What this task involves: Please select every line of the records below that holds the word "flame" and copy those lines out.

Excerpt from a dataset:
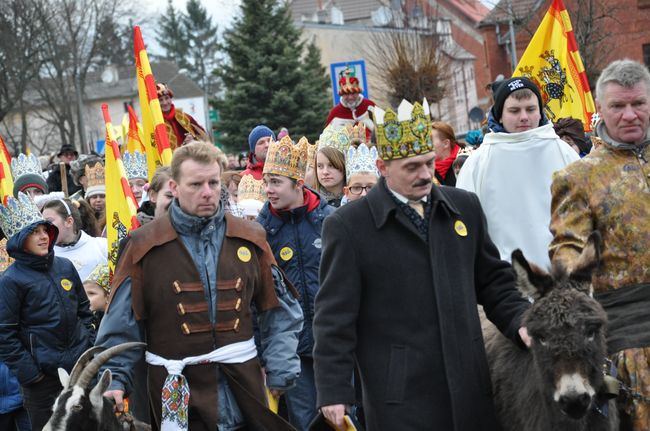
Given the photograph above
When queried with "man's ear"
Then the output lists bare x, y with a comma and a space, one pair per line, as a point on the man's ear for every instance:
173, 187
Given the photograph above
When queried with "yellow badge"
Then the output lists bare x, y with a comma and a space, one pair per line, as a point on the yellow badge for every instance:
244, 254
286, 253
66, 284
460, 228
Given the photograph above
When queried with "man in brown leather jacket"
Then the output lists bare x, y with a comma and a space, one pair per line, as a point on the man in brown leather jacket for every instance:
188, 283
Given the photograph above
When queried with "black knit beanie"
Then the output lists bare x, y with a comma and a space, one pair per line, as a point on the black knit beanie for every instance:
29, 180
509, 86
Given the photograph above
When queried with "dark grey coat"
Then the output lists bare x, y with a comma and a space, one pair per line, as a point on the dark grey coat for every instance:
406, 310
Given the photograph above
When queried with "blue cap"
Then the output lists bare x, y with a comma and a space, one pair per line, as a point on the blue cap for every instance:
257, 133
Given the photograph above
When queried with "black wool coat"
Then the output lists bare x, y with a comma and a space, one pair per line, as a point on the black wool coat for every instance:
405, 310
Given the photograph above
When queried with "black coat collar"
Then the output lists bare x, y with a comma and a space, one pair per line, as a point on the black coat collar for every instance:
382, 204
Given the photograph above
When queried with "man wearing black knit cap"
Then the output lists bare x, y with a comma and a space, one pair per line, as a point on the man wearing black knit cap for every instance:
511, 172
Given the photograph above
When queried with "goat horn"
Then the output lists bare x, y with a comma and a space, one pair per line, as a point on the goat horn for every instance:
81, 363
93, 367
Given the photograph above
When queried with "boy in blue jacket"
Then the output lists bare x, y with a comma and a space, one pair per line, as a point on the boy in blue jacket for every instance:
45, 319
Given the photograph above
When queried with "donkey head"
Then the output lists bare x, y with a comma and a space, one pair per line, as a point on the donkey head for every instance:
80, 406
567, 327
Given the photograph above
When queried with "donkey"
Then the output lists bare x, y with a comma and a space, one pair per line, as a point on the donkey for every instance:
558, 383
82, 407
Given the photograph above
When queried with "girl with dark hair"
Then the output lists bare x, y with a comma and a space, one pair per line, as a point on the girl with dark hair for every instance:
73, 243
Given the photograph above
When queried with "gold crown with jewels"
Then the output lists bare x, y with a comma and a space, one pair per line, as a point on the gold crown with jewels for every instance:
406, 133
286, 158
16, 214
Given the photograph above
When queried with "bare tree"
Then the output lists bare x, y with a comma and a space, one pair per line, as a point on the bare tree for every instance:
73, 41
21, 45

...

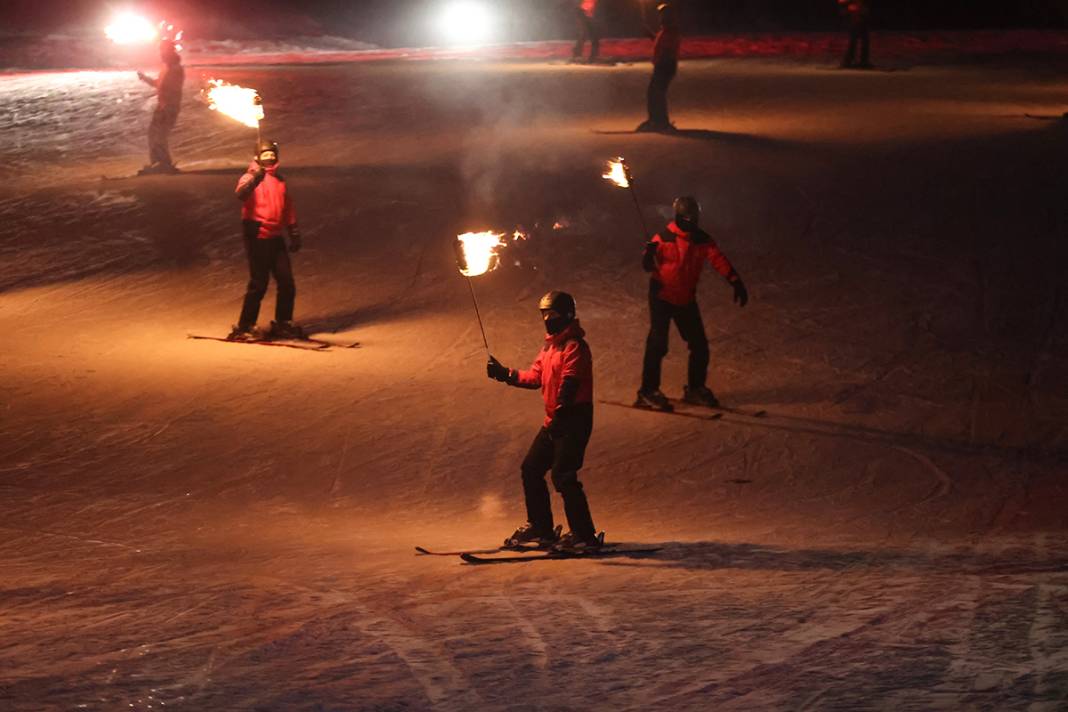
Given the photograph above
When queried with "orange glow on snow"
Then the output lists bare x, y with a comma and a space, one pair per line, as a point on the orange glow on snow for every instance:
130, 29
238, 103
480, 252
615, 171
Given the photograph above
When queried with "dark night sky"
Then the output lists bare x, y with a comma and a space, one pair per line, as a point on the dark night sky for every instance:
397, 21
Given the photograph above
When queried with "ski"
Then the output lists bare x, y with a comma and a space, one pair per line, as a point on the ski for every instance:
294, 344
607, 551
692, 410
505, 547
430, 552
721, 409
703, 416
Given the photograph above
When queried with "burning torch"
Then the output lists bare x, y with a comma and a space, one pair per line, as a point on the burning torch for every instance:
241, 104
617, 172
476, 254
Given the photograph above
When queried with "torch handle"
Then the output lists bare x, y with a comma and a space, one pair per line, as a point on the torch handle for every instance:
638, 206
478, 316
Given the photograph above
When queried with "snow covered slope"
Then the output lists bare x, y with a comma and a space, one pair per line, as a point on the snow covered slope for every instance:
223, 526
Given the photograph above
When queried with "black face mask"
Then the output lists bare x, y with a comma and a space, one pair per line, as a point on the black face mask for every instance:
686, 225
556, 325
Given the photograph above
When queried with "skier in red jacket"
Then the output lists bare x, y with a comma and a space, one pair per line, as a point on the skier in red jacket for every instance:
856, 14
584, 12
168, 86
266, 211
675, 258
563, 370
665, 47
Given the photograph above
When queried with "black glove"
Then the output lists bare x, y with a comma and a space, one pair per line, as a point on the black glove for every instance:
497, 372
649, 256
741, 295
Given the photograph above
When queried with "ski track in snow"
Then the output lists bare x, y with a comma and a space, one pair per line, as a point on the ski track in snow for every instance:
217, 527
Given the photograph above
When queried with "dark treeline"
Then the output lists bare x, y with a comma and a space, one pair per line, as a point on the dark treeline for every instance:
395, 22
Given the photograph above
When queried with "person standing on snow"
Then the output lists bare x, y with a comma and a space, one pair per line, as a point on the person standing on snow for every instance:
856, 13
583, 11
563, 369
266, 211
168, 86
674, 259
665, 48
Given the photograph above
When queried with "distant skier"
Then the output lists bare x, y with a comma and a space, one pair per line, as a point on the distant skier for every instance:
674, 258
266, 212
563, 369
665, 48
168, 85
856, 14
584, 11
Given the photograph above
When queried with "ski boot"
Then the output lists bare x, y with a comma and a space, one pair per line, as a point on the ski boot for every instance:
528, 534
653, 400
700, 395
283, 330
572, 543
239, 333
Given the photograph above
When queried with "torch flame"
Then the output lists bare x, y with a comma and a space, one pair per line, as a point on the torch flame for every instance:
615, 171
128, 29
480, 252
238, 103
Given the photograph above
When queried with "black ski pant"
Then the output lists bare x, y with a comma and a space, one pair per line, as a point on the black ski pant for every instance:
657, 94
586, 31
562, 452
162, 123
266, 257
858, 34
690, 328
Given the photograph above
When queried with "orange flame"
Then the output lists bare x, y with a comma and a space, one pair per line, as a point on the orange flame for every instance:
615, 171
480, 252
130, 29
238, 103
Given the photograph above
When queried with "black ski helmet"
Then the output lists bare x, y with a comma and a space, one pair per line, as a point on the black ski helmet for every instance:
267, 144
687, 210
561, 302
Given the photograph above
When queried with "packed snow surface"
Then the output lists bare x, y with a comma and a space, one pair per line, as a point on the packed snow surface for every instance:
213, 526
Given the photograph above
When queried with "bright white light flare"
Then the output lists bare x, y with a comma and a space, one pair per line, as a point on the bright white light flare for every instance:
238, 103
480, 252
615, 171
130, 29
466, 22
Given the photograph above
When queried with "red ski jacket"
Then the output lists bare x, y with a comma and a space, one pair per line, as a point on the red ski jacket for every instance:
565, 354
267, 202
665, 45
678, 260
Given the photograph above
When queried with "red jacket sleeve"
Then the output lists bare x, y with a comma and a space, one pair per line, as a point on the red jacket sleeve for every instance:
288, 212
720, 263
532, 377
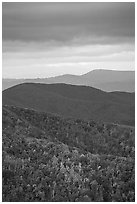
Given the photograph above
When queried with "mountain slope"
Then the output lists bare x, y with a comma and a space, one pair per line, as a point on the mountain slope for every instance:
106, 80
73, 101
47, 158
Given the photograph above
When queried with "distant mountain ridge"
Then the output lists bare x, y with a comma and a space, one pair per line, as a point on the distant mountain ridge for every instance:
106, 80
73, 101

==

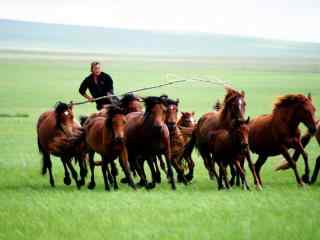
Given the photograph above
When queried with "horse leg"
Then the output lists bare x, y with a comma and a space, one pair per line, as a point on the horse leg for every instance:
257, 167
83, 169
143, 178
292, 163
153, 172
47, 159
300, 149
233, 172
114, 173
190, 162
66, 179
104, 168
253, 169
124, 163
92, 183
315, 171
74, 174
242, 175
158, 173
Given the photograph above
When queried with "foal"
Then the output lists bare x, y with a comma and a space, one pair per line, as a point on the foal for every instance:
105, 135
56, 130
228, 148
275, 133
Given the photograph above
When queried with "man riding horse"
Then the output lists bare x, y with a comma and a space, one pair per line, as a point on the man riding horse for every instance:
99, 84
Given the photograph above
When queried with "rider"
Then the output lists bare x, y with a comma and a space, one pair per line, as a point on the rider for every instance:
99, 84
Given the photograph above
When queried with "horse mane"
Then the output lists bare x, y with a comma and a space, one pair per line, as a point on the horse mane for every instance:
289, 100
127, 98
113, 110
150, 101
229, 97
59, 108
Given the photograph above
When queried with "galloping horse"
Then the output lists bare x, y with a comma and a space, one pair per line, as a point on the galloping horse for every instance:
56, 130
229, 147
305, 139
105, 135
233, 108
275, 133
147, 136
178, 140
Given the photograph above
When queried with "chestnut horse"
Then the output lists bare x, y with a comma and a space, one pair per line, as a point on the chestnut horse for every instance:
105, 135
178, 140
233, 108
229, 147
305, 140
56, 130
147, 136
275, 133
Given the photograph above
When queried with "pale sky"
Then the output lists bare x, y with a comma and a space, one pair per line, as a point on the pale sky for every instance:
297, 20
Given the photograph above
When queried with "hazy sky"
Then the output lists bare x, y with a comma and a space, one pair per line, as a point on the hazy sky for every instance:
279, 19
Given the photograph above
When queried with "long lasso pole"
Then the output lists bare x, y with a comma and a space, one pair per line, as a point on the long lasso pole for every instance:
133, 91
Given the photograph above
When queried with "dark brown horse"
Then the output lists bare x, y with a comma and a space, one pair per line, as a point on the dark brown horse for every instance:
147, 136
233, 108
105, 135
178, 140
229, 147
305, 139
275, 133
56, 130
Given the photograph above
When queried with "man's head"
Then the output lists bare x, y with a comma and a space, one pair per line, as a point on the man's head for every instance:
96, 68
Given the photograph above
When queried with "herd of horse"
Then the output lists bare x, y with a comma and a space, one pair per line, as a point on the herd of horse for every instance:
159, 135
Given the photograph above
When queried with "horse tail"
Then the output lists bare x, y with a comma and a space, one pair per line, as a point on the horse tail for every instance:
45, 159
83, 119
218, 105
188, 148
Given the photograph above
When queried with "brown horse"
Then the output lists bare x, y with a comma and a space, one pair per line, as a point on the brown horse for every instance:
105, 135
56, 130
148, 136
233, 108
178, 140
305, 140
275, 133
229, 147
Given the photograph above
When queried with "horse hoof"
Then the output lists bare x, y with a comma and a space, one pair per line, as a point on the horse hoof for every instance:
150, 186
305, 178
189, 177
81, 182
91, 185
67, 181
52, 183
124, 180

Solution to this task:
When queried with "torch flame"
Then the output lists bare x, y with a comma and a space, one pair per line, as a point on the torch flame for every instance:
When queried with "orange flame"
Then the output lists bare x, y with a comma and a space, one pair per line, as a point on the orange flame for every instance:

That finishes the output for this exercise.